__Assignment__. With the pictures left out, every record must be reproduced exactly.

[Start of section]

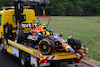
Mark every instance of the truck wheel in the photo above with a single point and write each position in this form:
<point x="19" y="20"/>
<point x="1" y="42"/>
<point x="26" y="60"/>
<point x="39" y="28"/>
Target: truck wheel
<point x="46" y="46"/>
<point x="23" y="60"/>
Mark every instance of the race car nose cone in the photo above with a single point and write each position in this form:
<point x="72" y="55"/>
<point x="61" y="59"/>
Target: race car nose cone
<point x="71" y="50"/>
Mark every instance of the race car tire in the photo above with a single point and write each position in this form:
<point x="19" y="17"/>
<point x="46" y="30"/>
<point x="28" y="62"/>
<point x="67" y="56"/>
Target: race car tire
<point x="46" y="46"/>
<point x="23" y="59"/>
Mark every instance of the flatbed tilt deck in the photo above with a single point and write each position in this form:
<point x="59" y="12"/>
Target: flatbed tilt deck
<point x="35" y="44"/>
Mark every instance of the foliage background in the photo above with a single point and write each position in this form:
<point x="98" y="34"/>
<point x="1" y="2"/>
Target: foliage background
<point x="65" y="7"/>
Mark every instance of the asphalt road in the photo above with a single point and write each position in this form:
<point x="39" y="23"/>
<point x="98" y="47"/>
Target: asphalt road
<point x="7" y="60"/>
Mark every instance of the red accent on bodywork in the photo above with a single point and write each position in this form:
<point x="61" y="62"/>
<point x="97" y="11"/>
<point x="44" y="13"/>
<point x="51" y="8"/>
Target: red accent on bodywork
<point x="39" y="28"/>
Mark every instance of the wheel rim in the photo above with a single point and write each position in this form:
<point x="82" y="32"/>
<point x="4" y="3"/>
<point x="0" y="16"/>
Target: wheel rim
<point x="22" y="60"/>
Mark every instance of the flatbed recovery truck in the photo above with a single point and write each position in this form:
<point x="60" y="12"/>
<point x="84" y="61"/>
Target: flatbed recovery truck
<point x="13" y="41"/>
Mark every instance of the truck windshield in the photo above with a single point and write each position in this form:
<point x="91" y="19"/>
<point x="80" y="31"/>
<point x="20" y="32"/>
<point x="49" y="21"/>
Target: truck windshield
<point x="0" y="19"/>
<point x="23" y="17"/>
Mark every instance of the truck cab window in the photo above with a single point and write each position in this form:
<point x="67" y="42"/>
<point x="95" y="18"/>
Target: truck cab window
<point x="0" y="19"/>
<point x="22" y="16"/>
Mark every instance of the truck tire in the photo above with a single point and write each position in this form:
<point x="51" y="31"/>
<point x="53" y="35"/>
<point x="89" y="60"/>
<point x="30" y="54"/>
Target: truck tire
<point x="46" y="46"/>
<point x="23" y="60"/>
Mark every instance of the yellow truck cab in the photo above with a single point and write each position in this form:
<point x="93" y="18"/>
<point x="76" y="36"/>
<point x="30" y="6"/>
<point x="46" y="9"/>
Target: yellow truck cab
<point x="21" y="36"/>
<point x="8" y="16"/>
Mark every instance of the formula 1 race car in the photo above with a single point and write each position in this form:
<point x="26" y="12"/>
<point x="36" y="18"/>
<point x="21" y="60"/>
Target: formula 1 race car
<point x="43" y="39"/>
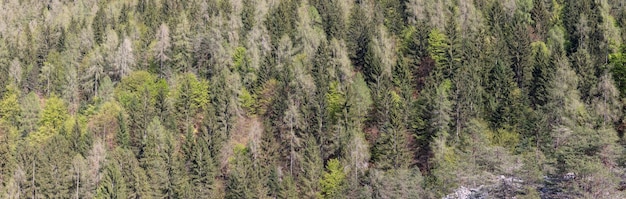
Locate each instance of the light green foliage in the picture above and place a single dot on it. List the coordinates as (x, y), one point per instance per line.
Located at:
(253, 98)
(438, 47)
(112, 184)
(618, 69)
(191, 100)
(335, 100)
(51, 120)
(247, 101)
(333, 180)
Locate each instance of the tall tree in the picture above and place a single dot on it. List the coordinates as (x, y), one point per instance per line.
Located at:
(161, 49)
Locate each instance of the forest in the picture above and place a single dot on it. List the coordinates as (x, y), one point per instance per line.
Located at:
(312, 99)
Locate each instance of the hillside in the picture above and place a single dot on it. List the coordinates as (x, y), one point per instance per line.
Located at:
(312, 99)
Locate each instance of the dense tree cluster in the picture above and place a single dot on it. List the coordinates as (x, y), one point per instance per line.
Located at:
(311, 98)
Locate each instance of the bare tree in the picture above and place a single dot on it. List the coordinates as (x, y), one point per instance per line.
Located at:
(162, 46)
(124, 59)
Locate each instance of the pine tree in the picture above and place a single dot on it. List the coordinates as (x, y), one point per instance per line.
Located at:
(112, 184)
(156, 158)
(332, 181)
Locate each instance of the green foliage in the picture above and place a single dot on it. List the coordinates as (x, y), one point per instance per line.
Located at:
(618, 69)
(51, 120)
(251, 99)
(438, 47)
(247, 101)
(332, 182)
(335, 100)
(9, 106)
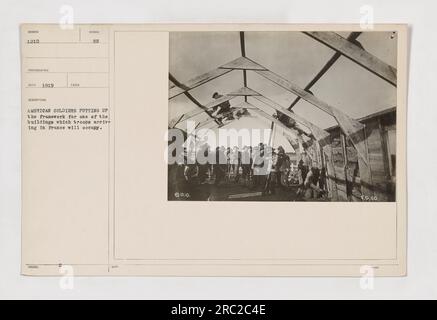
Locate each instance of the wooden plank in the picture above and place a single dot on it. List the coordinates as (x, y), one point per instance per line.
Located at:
(242, 63)
(318, 133)
(352, 36)
(210, 105)
(197, 81)
(331, 177)
(351, 127)
(287, 85)
(356, 54)
(244, 91)
(291, 131)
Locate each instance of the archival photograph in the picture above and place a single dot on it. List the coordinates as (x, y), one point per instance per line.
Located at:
(282, 116)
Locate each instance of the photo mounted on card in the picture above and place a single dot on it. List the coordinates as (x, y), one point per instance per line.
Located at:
(214, 150)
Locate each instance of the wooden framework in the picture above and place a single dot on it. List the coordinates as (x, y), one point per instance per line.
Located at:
(352, 130)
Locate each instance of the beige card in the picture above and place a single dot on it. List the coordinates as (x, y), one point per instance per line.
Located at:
(214, 150)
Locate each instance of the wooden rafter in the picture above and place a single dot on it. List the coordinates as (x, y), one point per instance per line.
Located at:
(197, 81)
(356, 54)
(352, 37)
(317, 132)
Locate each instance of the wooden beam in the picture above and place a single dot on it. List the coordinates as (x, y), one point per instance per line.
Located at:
(279, 123)
(197, 81)
(351, 127)
(208, 106)
(242, 63)
(352, 37)
(244, 91)
(317, 132)
(243, 53)
(189, 96)
(356, 54)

[End of section]

__Task response__.
Mark every instance of the truck wheel in the photo above with a single point and write each position in this form:
<point x="19" y="20"/>
<point x="1" y="42"/>
<point x="26" y="60"/>
<point x="39" y="28"/>
Target: truck wheel
<point x="46" y="46"/>
<point x="23" y="60"/>
Mark every instance of the race car nose cone in the photo above with a single point and write each position in this form:
<point x="72" y="55"/>
<point x="61" y="59"/>
Target: race car nose cone
<point x="71" y="50"/>
Mark every instance of the race car tire in the photo above with a single point and write each position in this form:
<point x="19" y="17"/>
<point x="46" y="30"/>
<point x="28" y="62"/>
<point x="67" y="56"/>
Target: race car tire
<point x="46" y="46"/>
<point x="23" y="59"/>
Mark every instance of the flatbed tilt deck in the photo above with a single point and write each position in this form:
<point x="59" y="12"/>
Target: flatbed tilt deck
<point x="35" y="44"/>
Mark every instance of the foliage background in the photo above with a single point and write each position in this form:
<point x="98" y="34"/>
<point x="1" y="2"/>
Target: foliage background
<point x="65" y="7"/>
Mark every instance of the asphalt road in the photo above with a single point and write each position in this form:
<point x="39" y="23"/>
<point x="98" y="47"/>
Target: asphalt road
<point x="7" y="60"/>
Mark every instance of the red accent on bodywork in the photo above with a single point and write each position in this form:
<point x="61" y="62"/>
<point x="97" y="11"/>
<point x="44" y="13"/>
<point x="51" y="8"/>
Target: red accent on bodywork
<point x="39" y="28"/>
Mark every instance of the wheel rim in the photo above with a single point and write each position in this form:
<point x="82" y="32"/>
<point x="4" y="3"/>
<point x="0" y="16"/>
Target: wheel rim
<point x="22" y="60"/>
Mark every instance of the flatbed recovery truck in the photo above with a single point and write each position in this form:
<point x="60" y="12"/>
<point x="84" y="61"/>
Target: flatbed recovery truck
<point x="13" y="41"/>
Mark every instance of the truck windshield in the photo above with a single point and write each position in this form:
<point x="91" y="19"/>
<point x="80" y="31"/>
<point x="20" y="32"/>
<point x="49" y="21"/>
Target: truck windshield
<point x="0" y="19"/>
<point x="23" y="17"/>
Mark every instance of the truck cab window in the photo above with a single point and write each position in this form:
<point x="67" y="42"/>
<point x="95" y="18"/>
Target: truck cab window
<point x="0" y="19"/>
<point x="22" y="16"/>
Mark every instance of the truck tire in the photo above with a single point and write each position in this form:
<point x="51" y="31"/>
<point x="53" y="35"/>
<point x="89" y="60"/>
<point x="30" y="54"/>
Target: truck tire
<point x="46" y="46"/>
<point x="23" y="60"/>
Mark every instance of the yellow truck cab in the photo above with a single point and write each position in this form:
<point x="93" y="18"/>
<point x="76" y="36"/>
<point x="30" y="6"/>
<point x="46" y="9"/>
Target: yellow truck cab
<point x="21" y="36"/>
<point x="8" y="16"/>
Mark every instance of the formula 1 race car in the photo above with a single point and write each position in this form:
<point x="26" y="12"/>
<point x="36" y="18"/>
<point x="21" y="60"/>
Target: formula 1 race car
<point x="43" y="39"/>
Locate each instance of the light green foliage in the picture above and place a single dot on it. List the coordinates as (x, y), one point per instance per line.
Located at:
(253, 98)
(438, 47)
(112, 184)
(618, 69)
(191, 100)
(335, 100)
(51, 120)
(247, 101)
(333, 180)
Locate each instance of the tall tree in the picture above and place a single dot on it. List the coordinates as (x, y), one point per instance per line.
Located at:
(161, 49)
Locate each instance of the forest in the picture above and place a single dot on it. List the coordinates as (x, y), one point per instance per line.
Located at:
(312, 99)
Locate each instance of the hillside in the picture above and place a single dot on it. List the coordinates as (x, y), one point per instance per line.
Located at:
(312, 99)
Locate each instance of the dense tree cluster in the picture above and place a single dot on it. List the coordinates as (x, y), one point per instance per line.
Located at:
(311, 98)
Locate each instance of the bare tree in the picture above and place a single dot on it. List the coordinates as (x, y), one point per instance per line.
Located at:
(162, 46)
(124, 59)
Locate each instance of the pine tree in the picture above and place a single dot on it. List the coordinates as (x, y), one point per instance per line.
Located at:
(112, 184)
(156, 158)
(332, 181)
Locate each instance of the green foliage in the picture above and place a single dot on it. List the coordinates as (x, y), one point per instance per line.
Located at:
(618, 69)
(51, 120)
(251, 99)
(438, 47)
(247, 101)
(332, 182)
(335, 100)
(9, 106)
Locate each instance of the wooden plank in the picture above and place a single dot on it. List the coordinates as (x, y), one point per instance per line.
Located at:
(242, 63)
(318, 133)
(352, 36)
(210, 105)
(197, 81)
(331, 177)
(351, 127)
(287, 85)
(356, 54)
(244, 91)
(291, 131)
Locate each instance of the archival photograph in the picture above and place a single dot on it. List the coordinates as (x, y), one point per instance per line.
Located at:
(282, 116)
Locate each instance of the photo mounted on card in the picture above and place a single dot on it. List the coordinates as (x, y), one point per instance per line.
Located at:
(214, 150)
Locate each instance of the wooden framework in the picture above and place a single dot on it. List the coordinates as (x, y), one point per instance per line.
Located at:
(352, 130)
Locate each instance of the beige card in the picture above and place a single dot on it. List the coordinates as (x, y), one point per instance per line.
Located at:
(214, 150)
Locate each instance of the wooden rafter in the picture above and place a single dot on it. List the coordinates as (x, y), one point per instance per line.
Located at:
(197, 81)
(356, 54)
(352, 37)
(317, 132)
Locate each instance of the wooden beam in the picture above and place a single dot on it. List the coordinates as (x, y), one point per instance per line.
Located at:
(279, 123)
(197, 81)
(351, 127)
(208, 106)
(242, 63)
(352, 37)
(244, 91)
(317, 132)
(243, 53)
(189, 96)
(356, 54)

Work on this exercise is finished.